● Exercise requirements:
Your response should reproduce every line of the entries that contains the word "wheel".

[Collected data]
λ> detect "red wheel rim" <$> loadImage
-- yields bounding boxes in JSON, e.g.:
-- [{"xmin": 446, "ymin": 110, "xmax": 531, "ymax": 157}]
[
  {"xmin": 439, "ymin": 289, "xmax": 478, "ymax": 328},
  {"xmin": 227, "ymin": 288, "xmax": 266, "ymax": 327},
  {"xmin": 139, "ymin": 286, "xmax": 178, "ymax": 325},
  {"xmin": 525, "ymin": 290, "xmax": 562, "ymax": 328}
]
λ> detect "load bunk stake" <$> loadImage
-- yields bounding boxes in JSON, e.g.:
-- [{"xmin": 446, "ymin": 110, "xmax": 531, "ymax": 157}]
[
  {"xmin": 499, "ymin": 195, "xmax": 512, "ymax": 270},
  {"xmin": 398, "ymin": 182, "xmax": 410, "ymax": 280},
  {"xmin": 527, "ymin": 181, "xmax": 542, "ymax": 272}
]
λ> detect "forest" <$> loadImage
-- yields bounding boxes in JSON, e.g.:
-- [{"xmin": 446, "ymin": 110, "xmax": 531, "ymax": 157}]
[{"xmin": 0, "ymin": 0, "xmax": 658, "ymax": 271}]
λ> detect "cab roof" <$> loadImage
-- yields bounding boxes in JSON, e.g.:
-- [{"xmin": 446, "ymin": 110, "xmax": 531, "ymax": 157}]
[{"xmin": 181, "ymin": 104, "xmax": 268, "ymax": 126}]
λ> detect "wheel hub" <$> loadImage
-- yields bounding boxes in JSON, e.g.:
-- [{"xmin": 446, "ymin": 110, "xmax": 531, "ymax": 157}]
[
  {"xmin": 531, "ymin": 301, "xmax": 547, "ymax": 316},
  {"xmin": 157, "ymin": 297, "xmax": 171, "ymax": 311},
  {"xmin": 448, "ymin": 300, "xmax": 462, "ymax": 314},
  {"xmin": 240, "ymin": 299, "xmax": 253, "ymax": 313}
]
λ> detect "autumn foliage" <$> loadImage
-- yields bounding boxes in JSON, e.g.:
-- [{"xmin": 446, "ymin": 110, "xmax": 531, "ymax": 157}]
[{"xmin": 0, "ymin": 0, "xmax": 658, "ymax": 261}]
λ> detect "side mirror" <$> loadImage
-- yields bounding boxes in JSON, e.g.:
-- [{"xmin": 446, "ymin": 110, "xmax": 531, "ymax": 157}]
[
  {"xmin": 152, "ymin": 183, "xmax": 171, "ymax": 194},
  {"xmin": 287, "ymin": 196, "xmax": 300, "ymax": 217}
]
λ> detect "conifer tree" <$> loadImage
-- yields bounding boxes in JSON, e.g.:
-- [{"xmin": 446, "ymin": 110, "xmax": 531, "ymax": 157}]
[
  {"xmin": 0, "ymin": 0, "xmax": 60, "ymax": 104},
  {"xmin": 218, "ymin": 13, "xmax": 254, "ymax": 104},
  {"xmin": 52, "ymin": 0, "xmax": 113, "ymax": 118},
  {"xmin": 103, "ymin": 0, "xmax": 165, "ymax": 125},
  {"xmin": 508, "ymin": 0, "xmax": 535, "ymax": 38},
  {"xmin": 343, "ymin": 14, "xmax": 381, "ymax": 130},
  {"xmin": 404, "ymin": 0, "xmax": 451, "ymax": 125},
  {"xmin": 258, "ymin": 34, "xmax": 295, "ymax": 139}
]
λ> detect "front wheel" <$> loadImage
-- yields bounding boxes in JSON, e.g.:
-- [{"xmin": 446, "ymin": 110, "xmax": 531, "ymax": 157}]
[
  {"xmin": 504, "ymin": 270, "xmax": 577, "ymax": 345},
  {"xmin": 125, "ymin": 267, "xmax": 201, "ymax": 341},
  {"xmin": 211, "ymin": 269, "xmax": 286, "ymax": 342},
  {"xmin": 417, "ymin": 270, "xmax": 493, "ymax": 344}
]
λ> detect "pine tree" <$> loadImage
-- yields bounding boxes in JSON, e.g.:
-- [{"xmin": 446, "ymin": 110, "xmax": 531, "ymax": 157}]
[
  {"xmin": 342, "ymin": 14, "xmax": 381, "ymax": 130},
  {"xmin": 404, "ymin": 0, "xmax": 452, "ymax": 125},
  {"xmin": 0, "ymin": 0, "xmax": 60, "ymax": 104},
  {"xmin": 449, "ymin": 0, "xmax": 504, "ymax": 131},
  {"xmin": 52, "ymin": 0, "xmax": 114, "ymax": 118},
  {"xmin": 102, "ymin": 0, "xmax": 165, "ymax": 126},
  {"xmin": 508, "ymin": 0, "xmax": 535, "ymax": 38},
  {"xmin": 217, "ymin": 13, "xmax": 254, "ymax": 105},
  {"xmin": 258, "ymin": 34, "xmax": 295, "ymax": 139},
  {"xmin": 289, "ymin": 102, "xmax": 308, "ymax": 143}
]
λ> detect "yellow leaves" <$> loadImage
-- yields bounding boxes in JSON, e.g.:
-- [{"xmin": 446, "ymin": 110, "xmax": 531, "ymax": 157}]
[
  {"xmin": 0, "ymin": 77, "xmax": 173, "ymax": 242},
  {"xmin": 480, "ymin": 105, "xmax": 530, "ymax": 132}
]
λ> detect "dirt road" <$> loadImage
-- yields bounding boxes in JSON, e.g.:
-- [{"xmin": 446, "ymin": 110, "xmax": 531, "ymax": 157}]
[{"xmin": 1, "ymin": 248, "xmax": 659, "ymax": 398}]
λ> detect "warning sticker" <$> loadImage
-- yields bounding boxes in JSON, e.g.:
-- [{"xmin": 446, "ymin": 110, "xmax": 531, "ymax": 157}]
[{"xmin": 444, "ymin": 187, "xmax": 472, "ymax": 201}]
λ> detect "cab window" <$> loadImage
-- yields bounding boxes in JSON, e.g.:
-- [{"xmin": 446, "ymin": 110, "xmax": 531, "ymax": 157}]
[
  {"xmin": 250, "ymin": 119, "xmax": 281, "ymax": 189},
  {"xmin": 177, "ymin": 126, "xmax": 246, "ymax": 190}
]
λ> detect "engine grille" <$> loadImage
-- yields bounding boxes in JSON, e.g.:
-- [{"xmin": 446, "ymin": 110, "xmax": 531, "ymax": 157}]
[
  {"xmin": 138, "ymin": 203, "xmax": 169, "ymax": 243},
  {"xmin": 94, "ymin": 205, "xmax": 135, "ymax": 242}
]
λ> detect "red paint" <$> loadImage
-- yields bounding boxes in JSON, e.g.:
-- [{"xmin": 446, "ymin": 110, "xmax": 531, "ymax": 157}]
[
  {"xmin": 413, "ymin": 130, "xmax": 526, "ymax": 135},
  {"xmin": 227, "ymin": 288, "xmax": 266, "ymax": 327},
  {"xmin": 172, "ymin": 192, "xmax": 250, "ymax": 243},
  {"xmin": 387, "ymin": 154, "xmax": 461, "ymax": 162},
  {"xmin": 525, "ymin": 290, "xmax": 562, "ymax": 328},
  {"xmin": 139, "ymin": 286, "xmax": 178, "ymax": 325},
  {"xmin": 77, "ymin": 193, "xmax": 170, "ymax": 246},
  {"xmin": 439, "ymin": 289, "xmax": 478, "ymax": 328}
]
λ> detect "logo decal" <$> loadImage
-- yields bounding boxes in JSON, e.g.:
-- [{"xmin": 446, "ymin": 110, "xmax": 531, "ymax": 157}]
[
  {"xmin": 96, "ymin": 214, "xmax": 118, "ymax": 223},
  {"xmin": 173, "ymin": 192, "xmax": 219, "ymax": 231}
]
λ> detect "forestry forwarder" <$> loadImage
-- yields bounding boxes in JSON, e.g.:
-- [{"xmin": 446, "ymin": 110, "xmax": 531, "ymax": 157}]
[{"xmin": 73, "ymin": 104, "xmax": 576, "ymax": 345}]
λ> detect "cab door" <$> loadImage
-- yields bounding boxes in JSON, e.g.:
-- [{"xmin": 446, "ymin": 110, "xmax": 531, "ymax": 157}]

● Solution to the exercise:
λ> detect "red wheel rim" <$> loadImage
λ> detect "wheel hub" <$> loadImage
λ> detect "front wheel" <$> loadImage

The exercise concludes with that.